**EXERCISE OBJECTIVE**
Every line of the data below must be output exactly, with images left out.

**SOURCE DATA**
::::::::

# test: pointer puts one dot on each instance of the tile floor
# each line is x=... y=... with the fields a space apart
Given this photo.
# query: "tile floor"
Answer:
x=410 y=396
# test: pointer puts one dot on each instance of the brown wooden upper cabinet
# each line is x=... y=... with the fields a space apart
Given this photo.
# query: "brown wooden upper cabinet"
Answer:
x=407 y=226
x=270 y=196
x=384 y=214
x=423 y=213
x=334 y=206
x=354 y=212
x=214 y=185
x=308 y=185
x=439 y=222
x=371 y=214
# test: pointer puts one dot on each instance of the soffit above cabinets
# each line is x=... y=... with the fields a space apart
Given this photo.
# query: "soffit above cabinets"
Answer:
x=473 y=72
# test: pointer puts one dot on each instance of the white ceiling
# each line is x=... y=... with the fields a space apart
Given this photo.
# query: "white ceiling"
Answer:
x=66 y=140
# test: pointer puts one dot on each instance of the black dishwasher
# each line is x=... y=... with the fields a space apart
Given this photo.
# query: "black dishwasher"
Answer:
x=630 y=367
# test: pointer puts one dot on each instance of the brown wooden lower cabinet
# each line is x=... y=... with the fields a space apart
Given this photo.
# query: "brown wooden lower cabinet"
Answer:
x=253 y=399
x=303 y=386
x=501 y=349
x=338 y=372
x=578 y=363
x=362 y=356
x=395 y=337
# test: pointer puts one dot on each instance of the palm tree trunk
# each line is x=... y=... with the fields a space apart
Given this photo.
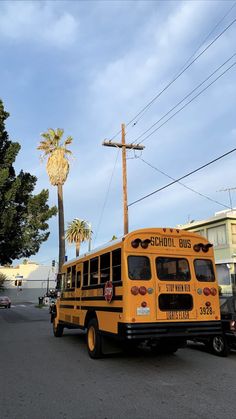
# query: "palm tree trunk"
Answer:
x=77 y=248
x=61 y=227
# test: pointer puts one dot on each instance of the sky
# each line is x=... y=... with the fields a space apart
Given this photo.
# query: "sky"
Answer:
x=88 y=67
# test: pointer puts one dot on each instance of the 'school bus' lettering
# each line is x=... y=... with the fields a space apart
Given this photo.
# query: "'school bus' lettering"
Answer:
x=154 y=285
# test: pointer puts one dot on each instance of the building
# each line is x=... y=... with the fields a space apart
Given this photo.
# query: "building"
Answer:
x=221 y=232
x=28 y=281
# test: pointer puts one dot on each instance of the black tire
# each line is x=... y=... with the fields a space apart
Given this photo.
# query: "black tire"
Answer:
x=219 y=346
x=57 y=330
x=165 y=349
x=94 y=339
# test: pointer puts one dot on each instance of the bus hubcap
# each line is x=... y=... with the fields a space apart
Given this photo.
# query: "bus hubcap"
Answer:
x=218 y=344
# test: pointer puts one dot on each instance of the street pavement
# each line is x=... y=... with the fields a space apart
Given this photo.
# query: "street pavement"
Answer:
x=43 y=377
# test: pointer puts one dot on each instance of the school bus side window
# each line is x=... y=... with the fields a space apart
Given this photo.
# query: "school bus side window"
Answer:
x=204 y=270
x=116 y=265
x=85 y=273
x=73 y=276
x=139 y=267
x=172 y=269
x=68 y=278
x=78 y=279
x=94 y=271
x=105 y=267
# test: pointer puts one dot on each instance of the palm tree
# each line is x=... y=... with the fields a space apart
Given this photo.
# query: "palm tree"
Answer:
x=77 y=232
x=56 y=152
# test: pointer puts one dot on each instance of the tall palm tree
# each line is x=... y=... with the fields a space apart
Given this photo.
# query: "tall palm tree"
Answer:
x=77 y=232
x=56 y=152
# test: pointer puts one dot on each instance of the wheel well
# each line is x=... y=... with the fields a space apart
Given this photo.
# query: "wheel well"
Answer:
x=90 y=315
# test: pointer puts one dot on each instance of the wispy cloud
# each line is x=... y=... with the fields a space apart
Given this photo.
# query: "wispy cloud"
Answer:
x=38 y=22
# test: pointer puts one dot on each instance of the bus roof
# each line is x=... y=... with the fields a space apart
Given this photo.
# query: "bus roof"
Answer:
x=152 y=230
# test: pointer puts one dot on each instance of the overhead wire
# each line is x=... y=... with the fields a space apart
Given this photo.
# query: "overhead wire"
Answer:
x=182 y=100
x=180 y=73
x=182 y=184
x=182 y=177
x=187 y=103
x=183 y=69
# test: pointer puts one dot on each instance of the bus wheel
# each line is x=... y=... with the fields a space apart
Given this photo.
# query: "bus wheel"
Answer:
x=219 y=346
x=57 y=329
x=94 y=340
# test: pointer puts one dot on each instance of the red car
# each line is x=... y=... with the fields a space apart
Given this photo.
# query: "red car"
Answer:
x=5 y=302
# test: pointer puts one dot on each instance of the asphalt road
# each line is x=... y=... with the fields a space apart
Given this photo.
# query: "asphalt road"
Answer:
x=42 y=377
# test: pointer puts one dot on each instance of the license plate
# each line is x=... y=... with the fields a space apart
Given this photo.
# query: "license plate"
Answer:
x=204 y=311
x=177 y=315
x=143 y=311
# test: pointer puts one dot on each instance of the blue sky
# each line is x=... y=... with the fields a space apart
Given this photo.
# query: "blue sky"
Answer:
x=87 y=67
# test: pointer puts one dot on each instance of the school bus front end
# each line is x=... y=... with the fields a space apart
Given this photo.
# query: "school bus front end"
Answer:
x=171 y=289
x=156 y=286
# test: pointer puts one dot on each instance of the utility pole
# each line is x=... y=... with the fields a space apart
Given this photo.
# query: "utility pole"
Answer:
x=230 y=198
x=124 y=147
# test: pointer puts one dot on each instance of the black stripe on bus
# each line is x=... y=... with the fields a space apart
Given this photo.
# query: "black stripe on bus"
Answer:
x=102 y=298
x=69 y=299
x=66 y=306
x=97 y=308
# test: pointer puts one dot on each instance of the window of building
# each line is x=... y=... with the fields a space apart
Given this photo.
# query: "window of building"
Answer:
x=172 y=269
x=233 y=232
x=223 y=274
x=116 y=265
x=139 y=267
x=217 y=235
x=201 y=232
x=85 y=273
x=94 y=271
x=105 y=267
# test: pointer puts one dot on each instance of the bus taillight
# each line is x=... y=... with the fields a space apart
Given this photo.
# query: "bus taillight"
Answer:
x=134 y=290
x=142 y=290
x=213 y=291
x=135 y=243
x=145 y=243
x=206 y=291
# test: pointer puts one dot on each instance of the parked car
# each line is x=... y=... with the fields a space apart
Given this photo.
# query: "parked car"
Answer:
x=221 y=344
x=5 y=302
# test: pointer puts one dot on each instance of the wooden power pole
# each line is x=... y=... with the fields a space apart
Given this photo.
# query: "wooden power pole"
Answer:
x=124 y=146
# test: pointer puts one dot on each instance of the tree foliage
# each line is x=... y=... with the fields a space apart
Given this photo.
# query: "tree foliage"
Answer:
x=3 y=278
x=77 y=232
x=56 y=151
x=23 y=216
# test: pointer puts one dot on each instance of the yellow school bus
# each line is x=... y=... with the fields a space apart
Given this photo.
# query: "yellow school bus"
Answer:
x=154 y=285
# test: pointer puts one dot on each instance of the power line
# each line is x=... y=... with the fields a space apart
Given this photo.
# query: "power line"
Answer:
x=183 y=69
x=106 y=197
x=182 y=177
x=189 y=94
x=182 y=184
x=184 y=106
x=179 y=74
x=209 y=34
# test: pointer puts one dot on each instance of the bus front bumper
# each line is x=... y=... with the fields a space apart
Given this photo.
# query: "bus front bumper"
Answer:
x=143 y=331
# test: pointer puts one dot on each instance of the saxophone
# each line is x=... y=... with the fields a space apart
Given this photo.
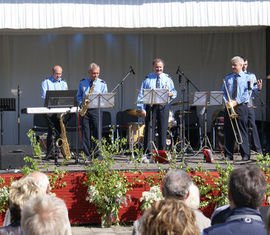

::::::::

**RESPONSE TO THE TASK**
# test: pointer puts one dot on each instance of the tile floor
# each line is x=... y=... with the fields a space apart
Given this photo.
# query: "tile floor"
Answer:
x=410 y=396
# test: pointer puts one dot on each instance of the brown wooden upper cabinet
# each line is x=... y=... with the fields a space apart
Given this photo.
# query: "brown wooden upper cabinet"
Answer:
x=407 y=226
x=270 y=196
x=384 y=214
x=423 y=213
x=334 y=206
x=354 y=212
x=214 y=185
x=308 y=185
x=439 y=222
x=371 y=214
# test: pointer puts one dot on each instance of the soffit above cabinets
# each line is x=... y=... with the fields a space apart
Given this photo.
# query: "soffit above cabinets"
Answer:
x=473 y=72
# test: pointer puts one dot on each instance of the white ceiling
# each line is x=... y=... with the fields a space apart
Given this photo.
# query: "white ceiling"
Answer:
x=66 y=140
# test: pointer puts one dot on each instance of the black dishwasher
# each line is x=... y=... with the fields a space apart
Given this photo.
# query: "black dishwasher"
Answer:
x=630 y=367
# test: pointer puts one dot on each instance of the brown wooden lower cabinet
# each line is x=... y=... with the fields a space apart
Given this photo.
# query: "brown wooden lower cabinet"
Answer:
x=253 y=399
x=303 y=386
x=501 y=349
x=338 y=372
x=578 y=363
x=362 y=356
x=395 y=337
# test: pointer puts one dot on each instance of the palm tree trunk
# each line is x=... y=... with the fields a space apart
Given this photo.
# query: "palm tree trunk"
Answer:
x=77 y=248
x=61 y=227
# test: pointer puts one dot on each instance of the sky
# each line is x=... y=... with the fields a space apart
Given this photo.
# query: "sky"
Answer:
x=88 y=67
# test: pointer puts one dot on each instance of the 'school bus' lettering
# each line is x=... y=... with the fields a space apart
Given this photo.
# query: "'school bus' lettering"
Answer:
x=154 y=285
# test: pointer puts one dot on each instance of the building
# each line is x=... y=... with the fields a space apart
Given this photo.
# query: "building"
Answer:
x=221 y=232
x=28 y=281
# test: pointer puts one dot on each instance of the black tire
# each line is x=... y=... with the fields a space apart
Given this photo.
# query: "black tire"
Answer:
x=219 y=346
x=57 y=330
x=165 y=349
x=94 y=339
# test: pointer puts one dot on each instance of the bus hubcap
# each line is x=... y=... with the fields a space apart
Given this photo.
# query: "bus hubcap"
Answer:
x=218 y=344
# test: pointer puts one dot on each instance of the street pavement
# each line is x=... y=... with the fields a space apart
Given this photo.
# query: "street pavement"
Answer:
x=43 y=377
# test: pointer puts one dot on each instance of the school bus side window
# each line is x=... y=... with the fields a space apart
Given this photo.
# query: "school bus side window"
Answer:
x=204 y=270
x=116 y=265
x=85 y=273
x=73 y=276
x=139 y=267
x=172 y=269
x=68 y=278
x=78 y=279
x=94 y=271
x=105 y=267
# test: pointer puts one dot on each instance of the palm tree
# each line is x=... y=... with the fields a space apart
Given this photo.
# query: "palm tree"
Answer:
x=77 y=232
x=56 y=152
# test: pointer puts one dot on each instance of the tall palm tree
# each line is x=... y=... with the fields a space apart
Given this photo.
# query: "tall palm tree"
Answer:
x=77 y=232
x=56 y=152
# test: pointer puts one dot on each instance of the wheel well
# each line is x=... y=... with the fields a space apart
Given this photo.
# query: "wheel well"
Answer:
x=90 y=315
# test: pointer puts one dot on each instance of the wispy cloud
# each line is x=... y=... with the fields a space apart
Given this photo.
# query: "wispy cloud"
Answer:
x=38 y=22
# test: pointer puts one dot on each instance of the bus roof
# each line is x=... y=... with the fields a space apart
Given this photo.
# query: "bus roof"
Answer:
x=152 y=230
# test: pointer puts one dot on each instance of the overhead wire
# each line is x=... y=... with the fields a space apart
Given this photo.
# query: "overhead wire"
Answer:
x=182 y=100
x=180 y=73
x=182 y=184
x=182 y=177
x=187 y=103
x=183 y=69
# test: pointer puts one dot on each instance of the bus wheel
# each line is x=... y=... with the fields a space apart
Given this photo.
# query: "bus wheel"
Answer:
x=219 y=346
x=57 y=329
x=94 y=340
# test: pointer puts one dot on each instance of the red car
# each line is x=... y=... with the fields a space apart
Given this photo.
# query: "red car"
Answer:
x=5 y=302
# test: pointer puts one dot on each instance of the asphalt road
# each line is x=... y=... with the fields a space apart
Given this photo.
# query: "asphalt road"
Answer:
x=42 y=377
# test: pointer puts one dot on each instance of the license plate
# each line is x=... y=... with the fields a space apart
Given this photo.
# query: "license plate"
Answer:
x=204 y=311
x=177 y=315
x=143 y=311
# test: pointer puts one dot on each instance of the blue sky
# each line is x=... y=... with the fields a space apart
Given this photo.
# query: "blue sky"
Answer:
x=87 y=67
# test: pointer puts one dot on each instance of the school bus front end
# each line is x=... y=... with the fields a space apart
Given this photo.
# query: "school bus front end"
Answer:
x=171 y=289
x=156 y=286
# test: pointer puts one dot on each instance of the utility pole
# each line is x=... y=... with the fields a space apart
Given this photo.
# query: "utility pole"
Answer:
x=230 y=198
x=124 y=147
# test: pointer puts one dot on each instance of the black stripe on bus
# each line is x=... y=... with the fields a space apart
Given this photo.
# query: "black stripe on bus"
Answer:
x=102 y=298
x=69 y=299
x=66 y=306
x=97 y=308
# test: pointer puts one dot on each instance of the window of building
# each line is x=... y=... with the fields a space apart
Given this photo.
# query: "window of building"
Answer:
x=172 y=269
x=233 y=232
x=223 y=274
x=116 y=265
x=139 y=267
x=217 y=235
x=201 y=232
x=85 y=273
x=94 y=271
x=105 y=267
# test: pointer puts one dot on each instance of the bus taillight
# each line is x=... y=... with the fields a space apart
Given this photo.
# query: "bus taillight"
Answer:
x=134 y=290
x=142 y=290
x=213 y=291
x=135 y=243
x=145 y=243
x=206 y=291
# test: pointer puts one dot on each instance of the parked car
# each line is x=... y=... with the fields a space apart
Given this photo.
# query: "parked car"
Answer:
x=221 y=344
x=5 y=302
# test: pointer puts one dot on each instance of the wooden power pole
# each line is x=... y=... with the fields a space apart
Given this photo.
# query: "wooden power pole"
Answer:
x=124 y=146
# test: pointer puts one dot on each instance of the tree foliage
# each line is x=... y=... with the fields a space apart
Given this photo.
# query: "tree foliage"
Answer:
x=3 y=278
x=77 y=232
x=56 y=151
x=23 y=216
# test: pointer puts one dot on each instance of the yellow school bus
# each line is x=... y=... with the fields a space apart
Given this photo.
# query: "yellow school bus"
Answer:
x=154 y=285
# test: pointer puts one dot on each instance of the power line
# each line is x=... y=... with the fields a space apart
Given this photo.
# query: "power line"
Answer:
x=183 y=69
x=106 y=197
x=182 y=177
x=189 y=94
x=182 y=184
x=184 y=106
x=179 y=74
x=209 y=34
# test: pointer puts one dot on each instance of the bus front bumper
# each line is x=... y=... with the fields a space apart
Given this photo.
# query: "bus front bumper"
Answer:
x=143 y=331
# test: pointer puts one dot on each instance of the saxophone
# each line is x=... y=... with the fields a space apart
Given this photo.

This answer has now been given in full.